**Your task:** The records below must be output exactly, without pictures.

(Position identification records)
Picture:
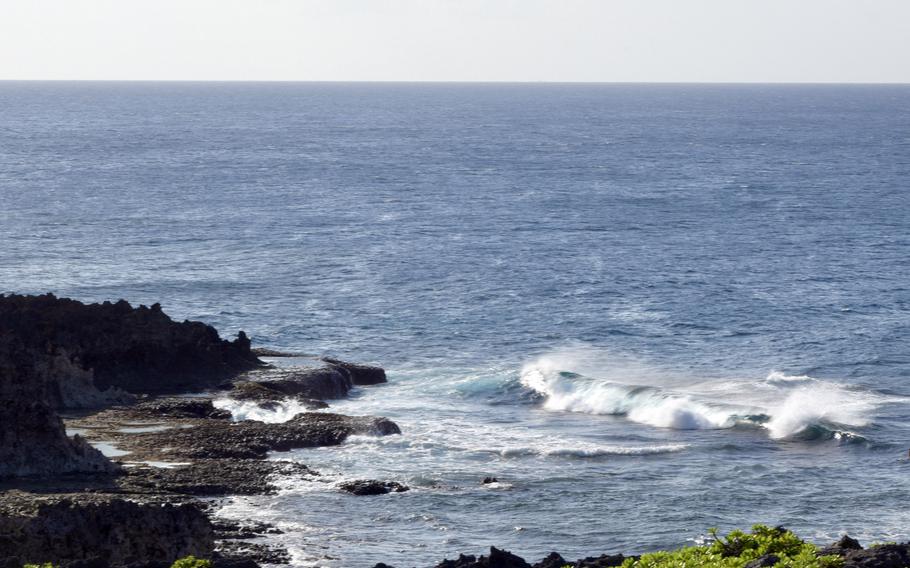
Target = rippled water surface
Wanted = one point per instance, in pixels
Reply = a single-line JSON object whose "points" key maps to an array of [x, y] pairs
{"points": [[647, 310]]}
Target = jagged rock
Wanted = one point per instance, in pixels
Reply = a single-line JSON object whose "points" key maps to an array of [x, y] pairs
{"points": [[94, 353], [841, 547], [220, 439], [278, 384], [361, 375], [602, 561], [881, 556], [33, 440], [268, 352], [212, 477], [182, 408], [372, 487], [497, 559], [100, 528]]}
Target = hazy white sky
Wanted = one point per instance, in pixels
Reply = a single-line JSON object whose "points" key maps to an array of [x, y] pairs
{"points": [[458, 40]]}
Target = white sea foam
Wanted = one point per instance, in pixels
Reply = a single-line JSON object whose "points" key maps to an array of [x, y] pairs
{"points": [[789, 404]]}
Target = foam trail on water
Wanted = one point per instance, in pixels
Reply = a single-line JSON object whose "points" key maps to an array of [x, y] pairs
{"points": [[647, 405], [787, 406], [275, 413], [820, 404]]}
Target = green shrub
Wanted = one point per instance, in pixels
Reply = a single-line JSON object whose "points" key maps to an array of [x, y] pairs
{"points": [[192, 562], [739, 548]]}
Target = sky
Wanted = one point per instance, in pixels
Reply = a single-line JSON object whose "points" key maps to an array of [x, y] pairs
{"points": [[842, 41]]}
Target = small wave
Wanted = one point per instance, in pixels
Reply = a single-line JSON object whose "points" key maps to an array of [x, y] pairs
{"points": [[795, 407], [274, 413], [643, 404]]}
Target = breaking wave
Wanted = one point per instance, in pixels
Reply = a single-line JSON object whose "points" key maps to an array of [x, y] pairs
{"points": [[795, 407]]}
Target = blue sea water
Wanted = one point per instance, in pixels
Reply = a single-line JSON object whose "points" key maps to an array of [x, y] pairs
{"points": [[646, 309]]}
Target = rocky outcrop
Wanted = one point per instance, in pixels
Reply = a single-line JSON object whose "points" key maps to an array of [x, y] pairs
{"points": [[372, 487], [322, 383], [106, 530], [877, 556], [218, 439], [95, 354], [360, 375], [33, 440]]}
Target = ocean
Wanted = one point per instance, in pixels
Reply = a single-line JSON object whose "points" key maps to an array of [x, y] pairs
{"points": [[647, 310]]}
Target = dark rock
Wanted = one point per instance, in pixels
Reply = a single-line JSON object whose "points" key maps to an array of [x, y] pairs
{"points": [[553, 560], [882, 556], [602, 561], [182, 408], [94, 353], [504, 559], [212, 477], [267, 352], [497, 559], [220, 439], [251, 551], [100, 528], [841, 547], [361, 375], [278, 384], [372, 487], [763, 561], [33, 440], [463, 561]]}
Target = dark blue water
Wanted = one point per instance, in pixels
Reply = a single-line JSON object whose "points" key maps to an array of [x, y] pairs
{"points": [[647, 309]]}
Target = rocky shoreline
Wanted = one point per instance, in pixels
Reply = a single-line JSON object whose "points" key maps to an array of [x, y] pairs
{"points": [[78, 377]]}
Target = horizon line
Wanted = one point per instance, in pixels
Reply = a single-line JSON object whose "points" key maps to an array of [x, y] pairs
{"points": [[457, 82]]}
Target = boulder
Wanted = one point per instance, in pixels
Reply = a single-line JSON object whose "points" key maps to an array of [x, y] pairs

**Task output:**
Picture:
Target = rippled water surface
Wanted = one point per instance, in pixels
Reply = a single-line JSON object whose "points" key maps to an array of [x, y] pairs
{"points": [[647, 310]]}
Target = jagged rock
Wanted = one point per instance, in pixels
Reply = a single-line JSON object whose "points" key maps to an array of [x, y] pairs
{"points": [[94, 353], [841, 547], [220, 439], [278, 384], [361, 375], [602, 561], [881, 556], [33, 440], [268, 352], [212, 477], [182, 408], [372, 487], [497, 559], [100, 528]]}
Target = hazy white sky
Wanted = one point per instance, in pixels
Reply = a single-line JSON object whose "points" key maps to an array of [x, y] pairs
{"points": [[458, 40]]}
Target = white sea foam
Wanted = one point per instance, in pixels
Reply = a single-line JSON object whose "points" key maps to an array of [x, y] pairs
{"points": [[789, 404]]}
Target = foam trail on water
Wanted = one point per instance, in pixels
Reply = a single-line JSON object whose "points" key maps to an array of [x, y] pairs
{"points": [[647, 405], [787, 406], [275, 413], [820, 404]]}
Target = green shrub
Wanted = one point per instance, in pixels
Reply = a single-line JSON object whose "points" key maps to an array of [x, y] pairs
{"points": [[192, 562], [739, 548]]}
Target = sky
Wanted = one point per instance, in pixels
Reply = a single-line JSON object whose "points" key maps to an array of [x, y] pairs
{"points": [[842, 41]]}
Target = small wave
Wanted = one point per instance, in pixels
Reply = a single-line JSON object whose "points" key maps to an array of [x, y] pairs
{"points": [[795, 407], [274, 413], [643, 404]]}
Target = breaking wave
Wanted = one point per instance, in pixels
Reply = a single-line JSON object whose "points" key maps to an array of [x, y] pairs
{"points": [[795, 407]]}
Target = blue sea water
Wanted = one point per instance, in pixels
Reply = a single-line JSON object whose "points" key maps to an array of [x, y] pairs
{"points": [[646, 309]]}
Target = rocky outcrop
Wanted = one point per instance, in pixels
Reply = a single-line JSON object whose "points" key maps to an array of [x, y] pairs
{"points": [[372, 487], [322, 383], [106, 530], [877, 556], [218, 439], [95, 354], [360, 375], [33, 440]]}
Target = ocean
Wanted = one point per instance, in pixels
Reply = a single-line JSON object whose "points" key maps to an array of [x, y] pairs
{"points": [[647, 310]]}
Target = dark rock
Wanted = one point per instance, in pixels
Reply = a single-line JSON object whose "points" key maps to an array of [x, y] pairs
{"points": [[553, 560], [882, 556], [602, 561], [182, 408], [94, 353], [504, 559], [212, 477], [267, 352], [497, 559], [220, 439], [251, 551], [100, 528], [841, 547], [361, 375], [278, 384], [372, 487], [763, 561], [33, 440], [463, 561]]}
Target = dark blue water
Wanted = one point per instance, in pixels
Reply = a single-line JSON object whose "points" key maps to an array of [x, y] pairs
{"points": [[647, 309]]}
Target = rocky shoreline
Wanted = one point per instance, in pixels
Reply = a single-line JSON object whose "points" key maps to an array of [x, y] pairs
{"points": [[78, 377]]}
Target = horizon line
Wanted = one point per instance, in pixels
Reply = a single-line JSON object whose "points" key maps to an array of [x, y] pairs
{"points": [[457, 82]]}
Target = boulder
Wanted = one point per instance, in pixels
Reply = a single-line JSON object whose "points" key maps to an array of [x, y] pairs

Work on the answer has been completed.